William Davidson (c.1781–1 May 1820) was a Jamaican‑born, Black British radical whose execution for the Cato Street Conspiracy places him at the nexus of slavery, empire and working‑class revolt in Georgian London. His story threads Jamaica, Scotland and Marylebone into a single, combustible life.
Origins in Jamaica and Scotland
Davidson was born in Jamaica, the illegitimate son of the Scottish Attorney General of Jamaica, Robert Sewell, and a local Black Caribbean woman. Sent to Britain around the age of fourteen, he was placed in Glasgow to study law, arriving just as the city seethed with the aftershocks of the French Revolution and demands for parliamentary reform. In this world “soaked” in revolutionary ideas, he encountered the language of rights, representation and resistance that would shape his later politics.
His path through Britain’s imperial metropole was precarious. After time in Glasgow he was apprenticed to a Liverpool lawyer but left and went to sea, eventually being press‑ganged into the Royal Navy — a common fate for poor and racialised men. On discharge, his father arranged further study in Scotland (some accounts say mathematics in Aberdeen), but Davidson abandoned this route and moved to Birmingham, where he tried to establish himself as a cabinet maker using money from his mother’s legacy.
Love, Racism and Collapse in Birmingham
In Birmingham, Davidson fell in love with the daughter of a prosperous merchant. Her father, suspicious of a Black suitor and protective of a substantial dowry, reportedly conspired to have Davidson arrested on false charges; by the time he was released, the young woman had been married off to another man. Devastated and disgraced, Davidson attempted suicide by taking poison. The episode shows how racial prejudice, class anxiety and legal power combined to close the doors of opportunity around him.
London, Family and Peterloo
Davidson eventually settled in London. He married Sarah Lane, a working‑class widow with four children, and together they had two more, creating a blended family of six in conditions of economic insecurity. He returned to his trade as a cabinet maker and became a Wesleyan Methodist, committed to respectability and spiritual discipline even as work grew scarce. In 1819 he reportedly went months with little or no work, pawning his tools and at times relying on charity.
The turning point was the Peterloo Massacre of August 1819, when cavalry charged a peaceful mass reform meeting in Manchester. Davidson was present, and the brutality shook his faith in both the established church and the possibility of peaceful reform; when the radical publisher Richard Carlile was later jailed for blasphemy and sedition, Davidson is said to have declared that he had lost his belief in God.

Supplied information:
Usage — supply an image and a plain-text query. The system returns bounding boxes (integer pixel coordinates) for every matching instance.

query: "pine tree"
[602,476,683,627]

Set exercise 1: Repeat word for word the part of the William Davidson biography starting at "His path through" and ending at "his mother’s legacy.".
Set exercise 2: Write what comes next in the William Davidson biography, picking up right after its last sentence.

Answer 1:
His path through Britain’s imperial metropole was precarious. After time in Glasgow he was apprenticed to a Liverpool lawyer but left and went to sea, eventually being press‑ganged into the Royal Navy — a common fate for poor and racialised men. On discharge, his father arranged further study in Scotland (some accounts say mathematics in Aberdeen), but Davidson abandoned this route and moved to Birmingham, where he tried to establish himself as a cabinet maker using money from his mother’s legacy.

Answer 2:
Radicalisation: Reading Rooms and the Spenceans
Back in London, Davidson channelled his disillusion into organised politics. He joined the Marylebone Union Reading Society, a cheap subscription club where artisans and labourers could read radical newspapers such as The Republican and the Manchester Observer and study banned works by Tom Paine. This reading room was more than a library; it was a political school for the underclass.
There he met Robert Wedderburn, another Jamaican‑Scot of mixed African and Scottish heritage, a Wesleyan turned incendiary preacher and fierce critic of slavery and the British ruling class. Wedderburn was associated with the Spencean Philanthropists, followers of Thomas Spence, who demanded common ownership of land and the overthrow of aristocratic property. Davidson entered this world of ultra‑radicals, where debates over land, labour and slavery intertwined.
By the time Davidson moved fully into the orbit of Arthur Thistlewood — the man who would lead the Cato Street plot — he had become known as a political radical, influenced by Scottish democratic agitation, Caribbean slavery and English working‑class hardship.
The Road to Cato Street
The broader context was one of repression. After Peterloo, Lord Liverpool’s government passed the Six Acts, a package of laws to crush mass meetings, radical presses and drill societies. Reformers were treated as potential traitors. Within this climate, elements of the London underground moved from petitioning to conspiracy.
In early 1820, a government spy, George Edwards, infiltrated the Spencean circle. Edwards presented what appeared to be a golden opportunity for decisive action: a notice that the Cabinet would dine at the home of Lord Harrowby in Grosvenor Square, providing a single moment to kill the prime minister and his ministers and trigger a nationwide rising. The dinner, however, was a fiction planted as bait; the plot was, in effect, structured by the state from the outset.
Davidson’s role in this “West End Job” was significant. Thistlewood selected him as one of an “Executive of Five” charged with organising the assassinations. Because Davidson had previously worked for Lord Harrowby, he was sent to reconnoitre the house and question servants about the supposed dinner; when a servant insisted there was no such event planned, Thistlewood dismissed this as a lie and pushed ahead. Davidson also helped secure arms and ammunition and, on the night itself, was posted as lookout and guard at the conspirators’ base — a hayloft in Cato Street, just off Edgware Road.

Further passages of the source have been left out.